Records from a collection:
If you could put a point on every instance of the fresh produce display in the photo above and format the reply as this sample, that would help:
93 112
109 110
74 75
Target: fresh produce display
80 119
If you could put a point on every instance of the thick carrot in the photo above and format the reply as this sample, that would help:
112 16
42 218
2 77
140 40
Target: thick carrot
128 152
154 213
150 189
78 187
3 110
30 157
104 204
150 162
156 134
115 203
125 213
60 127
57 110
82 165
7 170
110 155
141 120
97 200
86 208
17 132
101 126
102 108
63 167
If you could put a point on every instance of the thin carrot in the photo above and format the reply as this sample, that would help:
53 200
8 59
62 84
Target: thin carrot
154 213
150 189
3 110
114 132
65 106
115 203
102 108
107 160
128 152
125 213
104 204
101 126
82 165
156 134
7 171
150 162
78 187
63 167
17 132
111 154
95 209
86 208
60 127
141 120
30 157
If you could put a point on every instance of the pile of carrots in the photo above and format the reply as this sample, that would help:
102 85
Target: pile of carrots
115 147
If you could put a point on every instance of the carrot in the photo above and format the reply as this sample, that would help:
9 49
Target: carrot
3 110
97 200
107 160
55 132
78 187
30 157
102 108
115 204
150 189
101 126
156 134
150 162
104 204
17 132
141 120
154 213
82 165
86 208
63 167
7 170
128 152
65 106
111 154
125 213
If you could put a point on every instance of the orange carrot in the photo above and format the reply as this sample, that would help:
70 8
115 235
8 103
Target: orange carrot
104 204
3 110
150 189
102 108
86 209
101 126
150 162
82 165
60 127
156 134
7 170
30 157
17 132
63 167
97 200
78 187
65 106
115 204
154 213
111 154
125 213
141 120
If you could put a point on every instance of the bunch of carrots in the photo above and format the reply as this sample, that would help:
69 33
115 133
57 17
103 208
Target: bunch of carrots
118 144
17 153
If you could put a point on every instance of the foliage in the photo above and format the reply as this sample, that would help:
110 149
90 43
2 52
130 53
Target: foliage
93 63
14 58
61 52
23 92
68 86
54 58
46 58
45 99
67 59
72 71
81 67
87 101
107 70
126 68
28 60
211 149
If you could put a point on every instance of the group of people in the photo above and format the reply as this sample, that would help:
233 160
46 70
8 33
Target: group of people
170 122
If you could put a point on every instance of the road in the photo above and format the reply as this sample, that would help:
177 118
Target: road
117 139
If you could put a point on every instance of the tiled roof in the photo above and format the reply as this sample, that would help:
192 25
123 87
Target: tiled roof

• **How to complete this task**
What lines above contain "roof"? Copy them out.

• **Result of this exercise**
If you could put a point on every instance of the tiled roof in the photo above and format the reply as this sample, that would help:
Target: tiled roof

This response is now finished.